▸ **Work instructions**
What lines in the entries hold the string "case"? List them.

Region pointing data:
______________________________

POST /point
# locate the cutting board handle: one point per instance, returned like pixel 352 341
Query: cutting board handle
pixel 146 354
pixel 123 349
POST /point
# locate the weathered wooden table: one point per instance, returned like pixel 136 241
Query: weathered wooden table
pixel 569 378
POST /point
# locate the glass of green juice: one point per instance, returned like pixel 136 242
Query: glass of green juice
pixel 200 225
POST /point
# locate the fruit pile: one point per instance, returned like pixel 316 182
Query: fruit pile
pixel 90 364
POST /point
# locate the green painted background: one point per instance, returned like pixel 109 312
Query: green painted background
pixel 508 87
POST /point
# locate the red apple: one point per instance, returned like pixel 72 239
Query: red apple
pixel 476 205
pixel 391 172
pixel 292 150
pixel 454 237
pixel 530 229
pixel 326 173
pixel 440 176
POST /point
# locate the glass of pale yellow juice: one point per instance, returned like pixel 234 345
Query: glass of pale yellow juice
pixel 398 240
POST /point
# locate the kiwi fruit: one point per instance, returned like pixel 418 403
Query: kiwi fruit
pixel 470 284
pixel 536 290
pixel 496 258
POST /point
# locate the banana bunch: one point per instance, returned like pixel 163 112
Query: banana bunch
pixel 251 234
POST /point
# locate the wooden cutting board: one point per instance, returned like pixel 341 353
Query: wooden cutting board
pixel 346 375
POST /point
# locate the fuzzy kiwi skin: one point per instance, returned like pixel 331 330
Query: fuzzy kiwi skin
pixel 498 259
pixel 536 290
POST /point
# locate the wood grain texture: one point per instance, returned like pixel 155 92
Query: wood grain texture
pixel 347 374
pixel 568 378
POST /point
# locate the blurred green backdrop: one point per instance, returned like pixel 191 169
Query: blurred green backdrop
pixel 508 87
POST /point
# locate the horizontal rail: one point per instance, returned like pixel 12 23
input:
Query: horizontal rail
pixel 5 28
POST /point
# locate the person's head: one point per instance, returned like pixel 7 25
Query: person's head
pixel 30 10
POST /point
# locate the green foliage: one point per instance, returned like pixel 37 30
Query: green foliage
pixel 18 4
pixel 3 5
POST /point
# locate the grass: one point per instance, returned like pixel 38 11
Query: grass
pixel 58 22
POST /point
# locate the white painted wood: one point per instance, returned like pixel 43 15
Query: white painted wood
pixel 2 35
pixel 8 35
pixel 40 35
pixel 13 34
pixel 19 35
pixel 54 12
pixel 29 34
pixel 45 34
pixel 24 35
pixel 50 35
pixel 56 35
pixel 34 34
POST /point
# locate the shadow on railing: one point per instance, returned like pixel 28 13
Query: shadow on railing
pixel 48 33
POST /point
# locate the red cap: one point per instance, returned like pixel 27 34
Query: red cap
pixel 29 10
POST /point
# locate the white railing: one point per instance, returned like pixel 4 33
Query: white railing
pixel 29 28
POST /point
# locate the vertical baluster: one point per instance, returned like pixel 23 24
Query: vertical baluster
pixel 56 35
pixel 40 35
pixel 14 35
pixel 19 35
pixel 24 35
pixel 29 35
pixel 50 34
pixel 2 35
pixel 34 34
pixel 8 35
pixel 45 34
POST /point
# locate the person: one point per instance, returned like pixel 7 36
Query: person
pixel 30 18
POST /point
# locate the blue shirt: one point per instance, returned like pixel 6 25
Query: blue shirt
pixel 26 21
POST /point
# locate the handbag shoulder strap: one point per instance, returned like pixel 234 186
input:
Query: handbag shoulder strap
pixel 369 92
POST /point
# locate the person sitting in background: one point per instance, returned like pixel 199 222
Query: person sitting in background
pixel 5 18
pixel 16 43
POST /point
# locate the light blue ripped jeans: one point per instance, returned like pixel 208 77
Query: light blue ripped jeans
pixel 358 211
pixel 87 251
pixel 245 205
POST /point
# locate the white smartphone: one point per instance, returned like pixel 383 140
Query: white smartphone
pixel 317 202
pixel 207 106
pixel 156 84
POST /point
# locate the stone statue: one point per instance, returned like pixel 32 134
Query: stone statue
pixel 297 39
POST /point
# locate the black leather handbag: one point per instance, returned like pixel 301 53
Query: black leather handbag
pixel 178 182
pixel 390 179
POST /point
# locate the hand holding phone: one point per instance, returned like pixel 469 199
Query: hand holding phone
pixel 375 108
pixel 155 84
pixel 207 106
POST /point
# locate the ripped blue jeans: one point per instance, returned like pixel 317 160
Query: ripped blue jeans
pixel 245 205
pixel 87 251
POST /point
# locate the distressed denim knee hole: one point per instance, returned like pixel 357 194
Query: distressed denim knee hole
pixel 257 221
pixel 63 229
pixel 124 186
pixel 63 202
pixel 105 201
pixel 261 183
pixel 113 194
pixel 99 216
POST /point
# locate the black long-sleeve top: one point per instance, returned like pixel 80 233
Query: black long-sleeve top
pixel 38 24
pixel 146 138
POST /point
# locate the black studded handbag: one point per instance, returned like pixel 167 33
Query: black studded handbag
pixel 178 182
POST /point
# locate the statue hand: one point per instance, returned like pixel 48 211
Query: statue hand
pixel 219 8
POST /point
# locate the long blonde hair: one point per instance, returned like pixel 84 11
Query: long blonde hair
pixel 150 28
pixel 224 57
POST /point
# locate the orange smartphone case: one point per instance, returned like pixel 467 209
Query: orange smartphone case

______________________________

▸ **Your response**
# locate the orange smartphone case: one point per instance, returned like pixel 467 209
Query: orange smartphone case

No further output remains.